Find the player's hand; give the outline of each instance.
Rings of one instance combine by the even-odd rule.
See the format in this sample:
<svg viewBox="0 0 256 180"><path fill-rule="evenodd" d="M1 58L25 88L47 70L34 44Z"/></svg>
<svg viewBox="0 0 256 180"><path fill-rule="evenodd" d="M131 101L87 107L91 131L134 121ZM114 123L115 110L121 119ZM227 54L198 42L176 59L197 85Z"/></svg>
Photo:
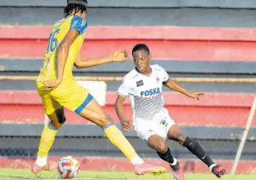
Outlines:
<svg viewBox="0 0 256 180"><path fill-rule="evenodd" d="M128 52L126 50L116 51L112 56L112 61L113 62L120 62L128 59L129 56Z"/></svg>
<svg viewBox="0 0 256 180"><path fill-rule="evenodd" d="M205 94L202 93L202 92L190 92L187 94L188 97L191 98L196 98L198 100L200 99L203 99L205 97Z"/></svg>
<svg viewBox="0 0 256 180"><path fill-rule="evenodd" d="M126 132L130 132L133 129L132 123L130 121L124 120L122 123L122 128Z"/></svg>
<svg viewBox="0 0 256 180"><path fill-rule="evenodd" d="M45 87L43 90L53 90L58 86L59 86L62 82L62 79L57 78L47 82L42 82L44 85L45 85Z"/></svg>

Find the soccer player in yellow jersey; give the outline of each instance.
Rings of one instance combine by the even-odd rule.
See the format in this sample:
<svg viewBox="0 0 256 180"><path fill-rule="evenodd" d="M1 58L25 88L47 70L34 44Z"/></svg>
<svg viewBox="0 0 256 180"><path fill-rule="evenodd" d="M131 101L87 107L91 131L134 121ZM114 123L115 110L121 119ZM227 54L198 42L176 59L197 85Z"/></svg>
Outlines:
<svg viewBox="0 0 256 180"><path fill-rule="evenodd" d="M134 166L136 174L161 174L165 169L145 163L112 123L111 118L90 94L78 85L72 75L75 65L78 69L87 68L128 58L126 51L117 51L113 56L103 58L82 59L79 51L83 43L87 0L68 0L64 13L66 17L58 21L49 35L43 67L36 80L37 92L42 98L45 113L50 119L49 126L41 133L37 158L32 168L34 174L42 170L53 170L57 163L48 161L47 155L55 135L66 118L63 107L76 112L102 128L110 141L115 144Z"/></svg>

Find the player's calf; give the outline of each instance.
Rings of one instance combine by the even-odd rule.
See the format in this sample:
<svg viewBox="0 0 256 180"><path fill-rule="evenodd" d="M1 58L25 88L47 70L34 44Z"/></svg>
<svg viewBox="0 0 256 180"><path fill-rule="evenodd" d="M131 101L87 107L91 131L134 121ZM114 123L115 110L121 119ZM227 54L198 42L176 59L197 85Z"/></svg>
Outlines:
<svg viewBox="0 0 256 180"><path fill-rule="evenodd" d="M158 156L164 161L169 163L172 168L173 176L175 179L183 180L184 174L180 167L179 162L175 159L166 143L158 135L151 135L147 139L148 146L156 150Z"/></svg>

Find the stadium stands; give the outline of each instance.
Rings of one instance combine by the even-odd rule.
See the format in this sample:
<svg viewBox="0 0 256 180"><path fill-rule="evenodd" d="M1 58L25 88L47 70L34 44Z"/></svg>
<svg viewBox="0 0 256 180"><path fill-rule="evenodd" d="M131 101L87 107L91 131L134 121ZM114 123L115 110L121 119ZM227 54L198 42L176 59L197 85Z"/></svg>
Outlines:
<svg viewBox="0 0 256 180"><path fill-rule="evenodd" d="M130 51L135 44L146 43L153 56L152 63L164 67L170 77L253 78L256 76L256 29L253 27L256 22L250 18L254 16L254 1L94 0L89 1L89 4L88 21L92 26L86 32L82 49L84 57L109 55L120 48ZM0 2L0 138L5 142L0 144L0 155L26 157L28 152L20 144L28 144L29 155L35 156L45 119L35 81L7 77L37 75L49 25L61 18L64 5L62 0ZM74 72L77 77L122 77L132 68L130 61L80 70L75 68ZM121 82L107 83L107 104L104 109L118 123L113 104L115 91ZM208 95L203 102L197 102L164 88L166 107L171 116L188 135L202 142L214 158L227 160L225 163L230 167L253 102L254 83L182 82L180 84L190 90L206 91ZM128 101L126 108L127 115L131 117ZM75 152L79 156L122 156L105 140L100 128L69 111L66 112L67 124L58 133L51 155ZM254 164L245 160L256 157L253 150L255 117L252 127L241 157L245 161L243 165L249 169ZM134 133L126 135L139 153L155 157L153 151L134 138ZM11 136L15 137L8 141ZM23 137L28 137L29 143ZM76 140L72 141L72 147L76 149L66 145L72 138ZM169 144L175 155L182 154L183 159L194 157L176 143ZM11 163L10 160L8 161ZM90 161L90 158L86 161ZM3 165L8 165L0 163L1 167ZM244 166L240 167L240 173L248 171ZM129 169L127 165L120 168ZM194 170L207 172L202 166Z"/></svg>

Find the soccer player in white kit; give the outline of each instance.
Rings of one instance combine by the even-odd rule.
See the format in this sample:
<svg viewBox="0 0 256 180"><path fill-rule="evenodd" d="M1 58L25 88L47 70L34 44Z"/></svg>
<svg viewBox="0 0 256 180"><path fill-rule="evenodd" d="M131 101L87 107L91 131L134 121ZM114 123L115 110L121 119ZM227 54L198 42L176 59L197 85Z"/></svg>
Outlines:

━━━━━━━━━━━━━━━━

◆ Task ◆
Rewrite every line of the listing above as a numbered list, leaving out the blank lines and the pictures.

◆ Output ◆
1. Find the player's hand; give the outline of each instance.
2. Rings of one instance combine by the even-odd rule.
3. See the format in this sample:
4. <svg viewBox="0 0 256 180"><path fill-rule="evenodd" d="M1 58L25 88L47 70L34 44Z"/></svg>
5. <svg viewBox="0 0 256 180"><path fill-rule="evenodd" d="M131 101L87 107L91 131L134 121ZM114 123L115 110L121 119ZM227 54L198 42L176 59L197 85Z"/></svg>
6. Photo:
7. Outlines:
8. <svg viewBox="0 0 256 180"><path fill-rule="evenodd" d="M128 52L126 50L116 51L112 56L112 61L113 62L120 62L128 59L129 56Z"/></svg>
9. <svg viewBox="0 0 256 180"><path fill-rule="evenodd" d="M205 94L202 93L202 92L190 92L187 94L188 97L191 98L196 98L198 100L200 99L203 99L205 97Z"/></svg>
10. <svg viewBox="0 0 256 180"><path fill-rule="evenodd" d="M126 132L130 132L133 129L132 123L130 121L124 120L122 123L122 128Z"/></svg>
11. <svg viewBox="0 0 256 180"><path fill-rule="evenodd" d="M45 87L43 90L53 90L58 86L59 86L62 82L62 79L57 78L47 82L42 82L44 85L45 85Z"/></svg>
12. Find the soccer player in yellow jersey; give the outline of each instance.
13. Rings of one instance combine by the even-odd rule.
14. See the format in this sample:
15. <svg viewBox="0 0 256 180"><path fill-rule="evenodd" d="M1 58L25 88L47 70L34 44Z"/></svg>
16. <svg viewBox="0 0 256 180"><path fill-rule="evenodd" d="M131 101L87 107L91 131L134 121ZM114 123L115 110L121 119ZM227 54L198 42L176 59L197 85Z"/></svg>
17. Outlines:
18. <svg viewBox="0 0 256 180"><path fill-rule="evenodd" d="M134 166L136 174L161 174L165 169L145 163L112 123L111 118L90 94L78 85L72 75L75 65L78 69L87 68L128 58L126 51L117 51L113 56L103 58L82 59L79 51L83 43L87 0L68 0L64 13L66 17L58 21L49 35L43 67L36 80L37 92L42 98L45 113L50 119L49 126L41 133L37 158L32 168L34 174L42 170L53 170L57 163L48 161L47 155L55 135L66 118L63 107L76 112L102 128L110 141L115 144Z"/></svg>
19. Find the player's calf; give the outline of each instance.
20. Rings of one instance combine by the even-odd rule.
21. See the format in this sample:
22. <svg viewBox="0 0 256 180"><path fill-rule="evenodd" d="M1 58L25 88L47 70L34 44Z"/></svg>
23. <svg viewBox="0 0 256 180"><path fill-rule="evenodd" d="M131 101L87 107L91 131L134 121ZM114 123L115 110L121 119ZM227 54L198 42L176 59L197 85Z"/></svg>
24. Outlines:
25. <svg viewBox="0 0 256 180"><path fill-rule="evenodd" d="M158 156L164 161L169 163L172 168L173 176L175 179L183 180L184 174L180 167L179 162L175 159L166 143L158 135L151 135L147 139L148 146L156 150Z"/></svg>
26. Find the stadium stands; give the outline of each instance.
27. Rings of one instance combine by the even-odd rule.
28. See the format in this sample:
29. <svg viewBox="0 0 256 180"><path fill-rule="evenodd" d="M1 58L25 88L47 70L34 44Z"/></svg>
30. <svg viewBox="0 0 256 180"><path fill-rule="evenodd" d="M131 101L87 107L91 131L134 121ZM114 123L115 110L121 119ZM227 54L198 42L176 59L197 85Z"/></svg>
31. Outlines:
32. <svg viewBox="0 0 256 180"><path fill-rule="evenodd" d="M130 51L135 44L146 43L153 56L152 63L164 67L170 77L253 78L256 76L256 29L253 27L256 22L250 18L254 16L254 1L94 0L89 1L89 4L88 21L92 26L86 32L82 49L84 57L109 55L120 48ZM0 2L0 138L5 142L0 144L0 155L26 157L28 152L20 144L28 144L29 155L35 156L45 119L35 81L7 77L37 75L49 25L61 18L64 5L62 0ZM74 72L77 77L122 77L132 68L130 61L80 70L75 68ZM121 82L107 83L107 104L104 109L118 123L113 104L115 91ZM208 95L203 102L197 102L164 88L166 107L171 116L188 135L202 142L214 158L227 160L225 163L230 167L253 102L254 83L182 82L180 84L190 90L206 91ZM128 101L126 108L127 115L131 117ZM75 152L79 156L122 156L105 140L100 128L69 111L66 112L67 124L58 133L51 155ZM254 164L245 160L256 157L253 150L255 117L252 127L241 157L245 161L243 165L249 169ZM134 133L126 135L139 153L155 157L153 151L134 138ZM11 136L15 137L8 141ZM23 137L28 137L29 143ZM76 140L72 141L72 147L76 149L66 145L72 138ZM169 144L175 155L182 154L183 159L194 157L176 143ZM11 163L10 160L8 161ZM90 161L90 158L86 161ZM3 165L8 165L0 163L1 167ZM244 166L240 167L240 173L248 171ZM129 169L127 165L120 168ZM194 170L207 172L202 166Z"/></svg>
33. Find the soccer player in white kit; give the outline of each instance.
34. Rings of one instance combine by the even-odd rule.
35. See the format in this sample:
36. <svg viewBox="0 0 256 180"><path fill-rule="evenodd" d="M1 58L25 88L47 70L34 44Z"/></svg>
37. <svg viewBox="0 0 256 180"><path fill-rule="evenodd" d="M131 101L87 107L91 131L134 121ZM114 123L115 110L121 119ZM227 54L198 42L176 59L197 85Z"/></svg>
38. Outlines:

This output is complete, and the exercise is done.